Rewrite each of the entries below with "keypoint" replaced by "landmark", leaving everything else unchanged.

## MATERIAL FOR THIS EXERCISE
++++
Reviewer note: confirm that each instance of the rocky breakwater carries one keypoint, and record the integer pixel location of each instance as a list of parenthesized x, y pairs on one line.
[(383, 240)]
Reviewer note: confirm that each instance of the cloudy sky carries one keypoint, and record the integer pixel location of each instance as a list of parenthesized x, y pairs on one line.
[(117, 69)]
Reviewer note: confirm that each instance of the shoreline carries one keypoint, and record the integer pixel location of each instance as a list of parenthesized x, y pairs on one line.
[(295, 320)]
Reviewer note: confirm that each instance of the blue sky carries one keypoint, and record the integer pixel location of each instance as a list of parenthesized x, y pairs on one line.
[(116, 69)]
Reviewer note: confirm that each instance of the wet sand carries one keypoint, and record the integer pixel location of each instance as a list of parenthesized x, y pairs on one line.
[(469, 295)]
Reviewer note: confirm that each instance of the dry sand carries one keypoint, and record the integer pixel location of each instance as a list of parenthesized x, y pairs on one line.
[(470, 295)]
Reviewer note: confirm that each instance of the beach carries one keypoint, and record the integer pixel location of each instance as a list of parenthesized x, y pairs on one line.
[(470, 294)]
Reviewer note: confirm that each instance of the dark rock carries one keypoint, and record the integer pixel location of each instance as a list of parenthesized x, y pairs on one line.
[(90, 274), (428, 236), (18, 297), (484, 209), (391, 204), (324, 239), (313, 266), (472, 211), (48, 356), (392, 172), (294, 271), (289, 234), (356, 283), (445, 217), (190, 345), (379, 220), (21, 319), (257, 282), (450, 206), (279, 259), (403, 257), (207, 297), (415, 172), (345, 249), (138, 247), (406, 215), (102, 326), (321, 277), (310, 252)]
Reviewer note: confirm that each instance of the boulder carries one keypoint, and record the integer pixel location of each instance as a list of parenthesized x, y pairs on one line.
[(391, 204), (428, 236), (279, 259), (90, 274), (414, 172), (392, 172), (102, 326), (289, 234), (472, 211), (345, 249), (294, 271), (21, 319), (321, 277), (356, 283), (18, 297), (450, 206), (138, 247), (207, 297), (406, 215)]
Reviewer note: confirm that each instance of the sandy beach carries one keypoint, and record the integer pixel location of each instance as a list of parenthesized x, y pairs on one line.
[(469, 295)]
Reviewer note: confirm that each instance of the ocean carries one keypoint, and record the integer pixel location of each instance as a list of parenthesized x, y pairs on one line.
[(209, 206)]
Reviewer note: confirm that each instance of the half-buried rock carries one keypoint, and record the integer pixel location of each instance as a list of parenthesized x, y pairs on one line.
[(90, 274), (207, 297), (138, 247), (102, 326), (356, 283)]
++++
## SOLUTION
Reviewer note: confirm that each instance of the rocky breakwater carries one landmark, and record the integer pixel location of each instance as a list of parenthesized x, y pairs on one line.
[(383, 240)]
Reviewer note: confirm that each instance of the cloudy sky carries one landmark, and record the integer pixel location of each instance as a list of parenthesized x, y pairs on one line.
[(117, 69)]
Reviewer note: confirm that each instance of the shoreline carries one landmark, and record the integer pixel location of each instance as a list of parenthesized x, y pairs on one line.
[(295, 320)]
Reviewer note: confirm that each instance of the blue sky carries one landmark, and record the integer pixel location of each instance as a list of parenthesized x, y pairs on one line.
[(116, 69)]
Reviewer note: confirm that each instance of the wet sand carries one landmark, and record the integer pixel location of each instance as a list of parenthesized x, y pairs on one line.
[(469, 295)]
Reviewer note: confirm that each instance of the dry sand carries one landmark, and record the integer pixel location of each instance as a list of parenthesized x, y pairs on one line.
[(470, 295)]
Reviewer note: confirm that each instance of the beach carries one landmark, and record the integer pixel location of each instance as a list of parenthesized x, y pairs on one line.
[(470, 294)]
Reviewer note: confirm that each instance of the dark rock carries one landmark, and record the integer pixel location of each instance as a list of parenthesized x, y pairs on one line.
[(90, 274), (428, 236), (18, 297), (484, 209), (391, 204), (324, 239), (313, 266), (472, 211), (48, 356), (392, 172), (294, 271), (289, 234), (356, 283), (445, 217), (190, 345), (379, 220), (21, 319), (257, 282), (450, 206), (279, 259), (403, 257), (207, 297), (415, 172), (345, 249), (138, 247), (406, 215), (102, 326), (321, 277), (310, 252)]
Reviewer note: confirm that each instance of the boulder carries one landmark, and record the integer pixel location of each instance as a list of parenthesized x, y pairs on one line.
[(391, 204), (428, 236), (279, 259), (90, 274), (414, 172), (392, 172), (102, 326), (289, 234), (472, 211), (345, 249), (294, 271), (21, 319), (321, 277), (356, 283), (18, 297), (450, 206), (138, 247), (207, 297), (406, 215)]
Reviewer note: confirm that each instance of the sandy beach carries one landmark, and record the integer pixel location of each instance as a list of parenthesized x, y pairs on one line.
[(469, 295)]
Reviewer note: confirm that each instance of the ocean carries one landmark, and record the integer pixel location of each instance as a list of parenthesized x, y pairs on one line.
[(209, 206)]
Reviewer note: confirm that each instance of the half-buried rock carries one landmark, and record the integer pixel location of each instance as a list of parenthesized x, y pairs on one line.
[(90, 274), (207, 297), (138, 247), (102, 326), (356, 283)]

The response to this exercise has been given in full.